--- begin ---
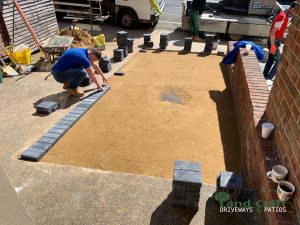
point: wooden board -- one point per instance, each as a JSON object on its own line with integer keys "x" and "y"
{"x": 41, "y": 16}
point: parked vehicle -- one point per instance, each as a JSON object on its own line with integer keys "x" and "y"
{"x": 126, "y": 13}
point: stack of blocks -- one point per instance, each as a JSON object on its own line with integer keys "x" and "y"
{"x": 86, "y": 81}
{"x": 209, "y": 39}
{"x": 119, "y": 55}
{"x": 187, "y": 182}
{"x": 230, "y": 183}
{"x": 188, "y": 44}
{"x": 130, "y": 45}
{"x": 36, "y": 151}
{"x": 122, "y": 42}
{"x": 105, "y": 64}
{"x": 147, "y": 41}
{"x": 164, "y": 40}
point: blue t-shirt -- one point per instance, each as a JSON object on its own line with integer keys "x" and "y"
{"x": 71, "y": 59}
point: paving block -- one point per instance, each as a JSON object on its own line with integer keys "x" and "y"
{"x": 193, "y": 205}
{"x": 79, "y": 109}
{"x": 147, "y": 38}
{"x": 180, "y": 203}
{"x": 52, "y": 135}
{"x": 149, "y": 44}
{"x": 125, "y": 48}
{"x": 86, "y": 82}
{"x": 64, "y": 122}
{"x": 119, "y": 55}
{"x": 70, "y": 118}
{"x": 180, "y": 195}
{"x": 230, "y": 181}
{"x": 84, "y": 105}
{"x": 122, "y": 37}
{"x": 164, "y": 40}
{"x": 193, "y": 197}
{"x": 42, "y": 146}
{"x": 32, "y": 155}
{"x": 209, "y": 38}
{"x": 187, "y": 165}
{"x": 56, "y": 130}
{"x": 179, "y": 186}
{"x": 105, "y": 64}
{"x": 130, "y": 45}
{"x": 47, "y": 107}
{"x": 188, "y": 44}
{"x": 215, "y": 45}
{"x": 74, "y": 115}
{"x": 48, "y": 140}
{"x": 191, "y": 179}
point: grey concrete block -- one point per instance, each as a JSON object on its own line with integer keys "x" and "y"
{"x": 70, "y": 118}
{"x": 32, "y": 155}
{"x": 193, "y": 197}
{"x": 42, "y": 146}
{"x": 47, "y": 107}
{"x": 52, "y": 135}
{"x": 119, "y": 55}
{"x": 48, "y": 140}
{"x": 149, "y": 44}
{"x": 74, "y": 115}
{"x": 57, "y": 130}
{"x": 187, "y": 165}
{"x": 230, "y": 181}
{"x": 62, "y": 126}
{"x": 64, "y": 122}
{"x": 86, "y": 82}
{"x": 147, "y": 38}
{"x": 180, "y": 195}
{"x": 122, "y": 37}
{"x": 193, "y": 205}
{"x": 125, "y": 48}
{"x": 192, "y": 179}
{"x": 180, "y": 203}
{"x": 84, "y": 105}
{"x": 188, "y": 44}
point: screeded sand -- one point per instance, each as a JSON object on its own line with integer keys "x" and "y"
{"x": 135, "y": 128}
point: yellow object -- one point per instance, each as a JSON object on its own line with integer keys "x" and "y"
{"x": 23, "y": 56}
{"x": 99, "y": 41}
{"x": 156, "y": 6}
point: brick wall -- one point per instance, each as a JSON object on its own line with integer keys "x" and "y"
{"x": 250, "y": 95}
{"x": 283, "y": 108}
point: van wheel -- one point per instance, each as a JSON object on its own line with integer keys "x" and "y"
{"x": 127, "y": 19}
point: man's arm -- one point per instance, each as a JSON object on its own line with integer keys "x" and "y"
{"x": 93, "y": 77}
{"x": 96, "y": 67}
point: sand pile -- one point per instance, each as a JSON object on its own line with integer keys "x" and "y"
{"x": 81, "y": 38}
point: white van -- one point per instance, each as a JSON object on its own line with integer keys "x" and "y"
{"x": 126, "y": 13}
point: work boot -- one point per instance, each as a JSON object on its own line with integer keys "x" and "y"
--- end ---
--- begin ---
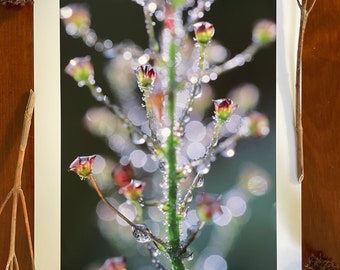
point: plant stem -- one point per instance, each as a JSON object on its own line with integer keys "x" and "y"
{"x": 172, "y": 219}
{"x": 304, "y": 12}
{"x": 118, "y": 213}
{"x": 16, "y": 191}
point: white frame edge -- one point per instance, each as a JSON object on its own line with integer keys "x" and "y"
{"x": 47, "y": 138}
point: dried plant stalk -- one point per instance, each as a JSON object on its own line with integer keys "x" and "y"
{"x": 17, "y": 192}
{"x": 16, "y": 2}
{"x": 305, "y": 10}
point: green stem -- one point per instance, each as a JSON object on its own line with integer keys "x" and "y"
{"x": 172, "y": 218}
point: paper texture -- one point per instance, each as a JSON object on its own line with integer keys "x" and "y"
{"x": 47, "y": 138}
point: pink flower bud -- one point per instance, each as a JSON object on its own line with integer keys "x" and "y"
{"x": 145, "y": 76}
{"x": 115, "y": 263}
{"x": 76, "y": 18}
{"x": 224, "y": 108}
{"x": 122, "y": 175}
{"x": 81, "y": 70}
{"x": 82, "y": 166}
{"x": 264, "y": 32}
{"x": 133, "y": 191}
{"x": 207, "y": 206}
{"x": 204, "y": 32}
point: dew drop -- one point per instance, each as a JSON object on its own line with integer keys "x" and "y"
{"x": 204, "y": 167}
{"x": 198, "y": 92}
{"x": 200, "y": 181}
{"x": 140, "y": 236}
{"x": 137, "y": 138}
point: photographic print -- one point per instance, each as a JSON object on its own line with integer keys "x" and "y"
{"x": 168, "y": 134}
--- end ---
Count the lines in the material above that contain the string "plant". Reply with the number alone.

2